A great Vietnamese sandwich for both beginners and advanced eaters
Someday I'll be able to review a bánh-mì joint without providing a primer. But as a raft of new college students are arriving from the provinces, I'll once again offer Bánh Mì 101. This budget-priced Vietnamese sub (usually under $3) is built on lightly toasted French bread, the crust of which gets extra crackle from some rice flour. The filling is a crunchy salad of pickled root vegetables (carrots, daikon) and fresh herbs (cilantro, sometimes basil or mint), topped with a tasty protein — typically grilled beef or chicken, tofu, or pork-liver pâté with Vietnamese cold cuts — plus a variety of dressings (usually mayo and/or soy-based sauces), and if you specify "spicy," some sliced fresh chilies. In Vietnam, you'd likely buy this from a mobile street cart; in the States, stands are often tucked into multi-purpose spaces: groceries, bakeries, food courts.
Mike's Bánh Mì is a stand nestled in a sort of loosely organized Chinatown convenience store. His bánh mì ($2.75) currently has only two filling options: "BBQ" beef (sliced, marinated grilled steak) or cold cuts with pâté. I grade all bánh mì on the baguette (critical: a soft or stale one cannot overcome excellence elsewhere); freshness of the vegetable fillings; quality of the proteins, dressings, and chilies; and overall abundance. Mike's scores very high on all counts. The cold cuts, mostly pork-based (none of them too scary if you've ever eaten mortadella), are dressed with Kewpie mayo, the beef with Golden Mountain sauce, a sweetened, seasoned soy sauce. Chilies are fresh jalapeños. Both versions are delicious, fresh, and generously filled yet light — you never get that logy feeling that meat-and-cheese-heavy American subs often deliver.
A variety of Chinese and Vietnamese snacks (all made off-premises) are also sold, like bánh tét ($5), a pyramid-shaped dumpling of sticky-rice dough filled with ground pork, shallots, and mushrooms, wrapped in banana leaf for resteaming at home. Drink options include respectable Vietnamese iced-coffee with sweetened condensed milk, surprisingly pre-brewed ($2.25), and American bottled water and canned soft drinks ($1–$2.25). There's one table for eating in. This ain't Mike's first bánh-mì rodeo; he ran a stand in a now-defunct food court nearby for years, and that experience is reflected in some of the best bánh mì in the neighborhood. This imported sandwich is one of the city's tastiest super-cheap meals — don't be the last one on your dorm floor or block to try one.
++++
**About this exercise:**
In the bánh-mì review, what sauce dresses the beef sandwich at Mike's?

**Records supplied:**
++++
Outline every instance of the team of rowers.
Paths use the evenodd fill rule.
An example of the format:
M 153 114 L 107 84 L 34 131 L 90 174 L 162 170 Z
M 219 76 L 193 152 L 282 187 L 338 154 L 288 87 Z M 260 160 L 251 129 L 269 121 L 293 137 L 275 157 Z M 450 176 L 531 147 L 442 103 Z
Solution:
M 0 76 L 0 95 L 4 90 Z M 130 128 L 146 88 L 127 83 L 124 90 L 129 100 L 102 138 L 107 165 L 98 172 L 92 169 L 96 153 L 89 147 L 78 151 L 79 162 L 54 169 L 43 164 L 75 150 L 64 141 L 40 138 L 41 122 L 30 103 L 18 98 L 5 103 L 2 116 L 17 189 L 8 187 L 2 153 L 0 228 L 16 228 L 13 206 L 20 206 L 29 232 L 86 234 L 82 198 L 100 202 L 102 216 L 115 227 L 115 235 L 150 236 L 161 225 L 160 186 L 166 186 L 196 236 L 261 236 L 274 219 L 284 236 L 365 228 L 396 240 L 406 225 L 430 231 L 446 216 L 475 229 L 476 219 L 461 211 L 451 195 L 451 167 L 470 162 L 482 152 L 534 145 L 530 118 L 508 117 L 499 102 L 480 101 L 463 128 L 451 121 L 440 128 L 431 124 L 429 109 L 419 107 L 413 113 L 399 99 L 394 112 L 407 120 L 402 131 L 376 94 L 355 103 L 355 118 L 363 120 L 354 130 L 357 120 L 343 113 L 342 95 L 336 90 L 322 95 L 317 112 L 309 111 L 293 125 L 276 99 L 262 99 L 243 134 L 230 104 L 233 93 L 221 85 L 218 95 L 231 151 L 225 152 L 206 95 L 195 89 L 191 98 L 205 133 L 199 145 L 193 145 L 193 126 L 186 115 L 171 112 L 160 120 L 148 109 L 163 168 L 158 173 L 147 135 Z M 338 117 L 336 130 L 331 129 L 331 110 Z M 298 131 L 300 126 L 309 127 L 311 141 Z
++++
**Written answer:**
Golden Mountain sauce, a sweetened, seasoned soy sauce.